Data in this exercise:
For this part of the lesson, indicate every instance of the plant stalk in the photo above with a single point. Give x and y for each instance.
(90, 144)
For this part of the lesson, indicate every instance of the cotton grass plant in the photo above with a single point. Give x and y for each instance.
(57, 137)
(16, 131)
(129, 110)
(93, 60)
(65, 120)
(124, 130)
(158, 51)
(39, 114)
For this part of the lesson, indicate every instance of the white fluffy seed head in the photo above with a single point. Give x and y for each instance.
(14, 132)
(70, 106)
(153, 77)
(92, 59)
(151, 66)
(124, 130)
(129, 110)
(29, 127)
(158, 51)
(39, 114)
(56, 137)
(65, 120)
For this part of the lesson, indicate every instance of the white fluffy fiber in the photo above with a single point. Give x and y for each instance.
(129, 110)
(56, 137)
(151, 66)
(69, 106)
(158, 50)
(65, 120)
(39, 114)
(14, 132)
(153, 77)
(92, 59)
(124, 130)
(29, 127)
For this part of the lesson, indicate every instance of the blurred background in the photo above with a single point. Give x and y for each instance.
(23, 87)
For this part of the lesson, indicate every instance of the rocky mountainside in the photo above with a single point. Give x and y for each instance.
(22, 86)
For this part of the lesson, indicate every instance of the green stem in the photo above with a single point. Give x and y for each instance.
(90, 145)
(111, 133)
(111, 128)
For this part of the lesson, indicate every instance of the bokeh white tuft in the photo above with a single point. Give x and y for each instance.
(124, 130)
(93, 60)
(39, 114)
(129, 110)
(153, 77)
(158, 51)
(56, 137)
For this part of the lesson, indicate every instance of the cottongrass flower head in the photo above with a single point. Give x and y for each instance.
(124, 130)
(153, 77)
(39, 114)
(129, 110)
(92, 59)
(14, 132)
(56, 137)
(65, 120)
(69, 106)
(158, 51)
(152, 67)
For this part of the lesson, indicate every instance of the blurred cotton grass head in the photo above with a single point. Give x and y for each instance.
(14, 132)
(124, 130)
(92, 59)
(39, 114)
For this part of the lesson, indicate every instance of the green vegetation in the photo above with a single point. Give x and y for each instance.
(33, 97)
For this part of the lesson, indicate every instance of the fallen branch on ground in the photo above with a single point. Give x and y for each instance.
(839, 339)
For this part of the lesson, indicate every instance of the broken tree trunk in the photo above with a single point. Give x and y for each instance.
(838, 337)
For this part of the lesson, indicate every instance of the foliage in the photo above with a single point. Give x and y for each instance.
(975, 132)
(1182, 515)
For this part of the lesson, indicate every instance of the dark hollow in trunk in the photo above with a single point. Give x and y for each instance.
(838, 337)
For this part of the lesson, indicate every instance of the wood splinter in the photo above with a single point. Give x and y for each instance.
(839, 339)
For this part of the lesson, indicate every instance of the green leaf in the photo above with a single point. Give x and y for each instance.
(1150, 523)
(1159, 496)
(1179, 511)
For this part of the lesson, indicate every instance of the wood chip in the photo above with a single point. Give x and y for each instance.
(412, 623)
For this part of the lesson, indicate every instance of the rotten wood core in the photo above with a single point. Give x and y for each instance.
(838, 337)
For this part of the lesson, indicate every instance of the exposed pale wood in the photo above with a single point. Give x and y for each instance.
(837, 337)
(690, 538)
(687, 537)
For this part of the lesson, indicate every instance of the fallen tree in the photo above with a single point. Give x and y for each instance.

Goal:
Print the material once more, exactly.

Written response:
For this part of the lesson, indicate every instance of the plant stalk in the photo above with a single point. Give x and y for each instance.
(90, 144)
For this part of the lesson, indicate every instance of the cotton grass plant in the photo above with a single point. Give x and y for each instance.
(57, 137)
(16, 131)
(129, 110)
(93, 60)
(65, 120)
(124, 130)
(158, 51)
(39, 114)
For this part of the lesson, indicate every instance of the white fluffy seed head in the photo above with a single point. Give x and y for each instance.
(14, 132)
(70, 106)
(153, 77)
(92, 59)
(151, 66)
(124, 130)
(129, 110)
(29, 127)
(158, 51)
(39, 114)
(56, 137)
(65, 120)
For this part of the lesson, indicate every instance of the white fluffy fiber in the photo above with a single point. Give x and y for each instance.
(129, 110)
(56, 137)
(151, 66)
(69, 106)
(158, 50)
(65, 120)
(39, 114)
(14, 132)
(153, 77)
(92, 59)
(124, 130)
(29, 127)
For this part of the lesson, indicate every instance of the blurred background in the photo above with a single point. Give x and y for each instance.
(23, 87)
For this part of the lesson, indicate every instance of the rocky mountainside in the photo above with a single point. Give x and y for each instance.
(22, 86)
For this part of the lesson, indicate every instance of the green stem in the photo above with a single point. Give x and y for each instance.
(90, 145)
(111, 133)
(111, 128)
For this part of the lesson, indicate every instance of the bokeh white tuft in the photo above with a single point. Give x and y for each instance.
(124, 130)
(93, 60)
(39, 114)
(129, 110)
(153, 77)
(158, 51)
(56, 137)
For this part of the lesson, indicate every instance of the cottongrass flower head in the photo above with a single point. Give x and y for each instance.
(124, 130)
(153, 77)
(39, 114)
(129, 110)
(92, 59)
(14, 132)
(56, 137)
(65, 120)
(69, 106)
(158, 51)
(152, 67)
For this part of the lesson, indicate every instance of the blurred cotton grass head in the photo above with a single point. Give x and y for each instance.
(14, 132)
(124, 130)
(92, 59)
(39, 114)
For this part of the lesson, indicate every instance of the green vegetation in the photo above with a single point. Give x and y for each instance.
(33, 97)
For this part of the lesson, indicate every instance of the fallen branch on ground in the photo above with a single point. Give x and y for each instance.
(839, 339)
For this part of the lesson, indicate every instance of the broken tree trunk in the photo above with a single point. Give x and y for each instance.
(838, 337)
For this part of the lesson, indicate every instance of the foliage in the photo above with a single point. Give x and y for each instance.
(975, 132)
(1182, 515)
For this part of the lesson, indicate every instance of the dark hollow in trunk in the photo above with a single point. Give x and y for each instance.
(838, 337)
For this part of the lesson, indicate every instance of the wood splinter in the photo above with a single point. Give x and y for each instance.
(839, 339)
For this part of the lesson, indicate every instance of the green leaf in the photo above with a single point. Give x and y for each instance.
(1150, 523)
(1159, 496)
(1179, 511)
For this part of the lesson, indicate every instance of the wood chip in the photo above with a single point. Give x and y for each instance.
(412, 623)
For this part of the lesson, indicate every instance of the rotten wood core in the photo above with a single point. Give x and y for each instance.
(838, 337)
For this part of the lesson, indicate every instance of the exposed pale wood in the photo above with a single point. Give x and y for each instance.
(837, 337)
(690, 538)
(687, 537)
For this part of the lesson, indicate every instance of the fallen tree in the photo above with a single point. Give x and y for each instance.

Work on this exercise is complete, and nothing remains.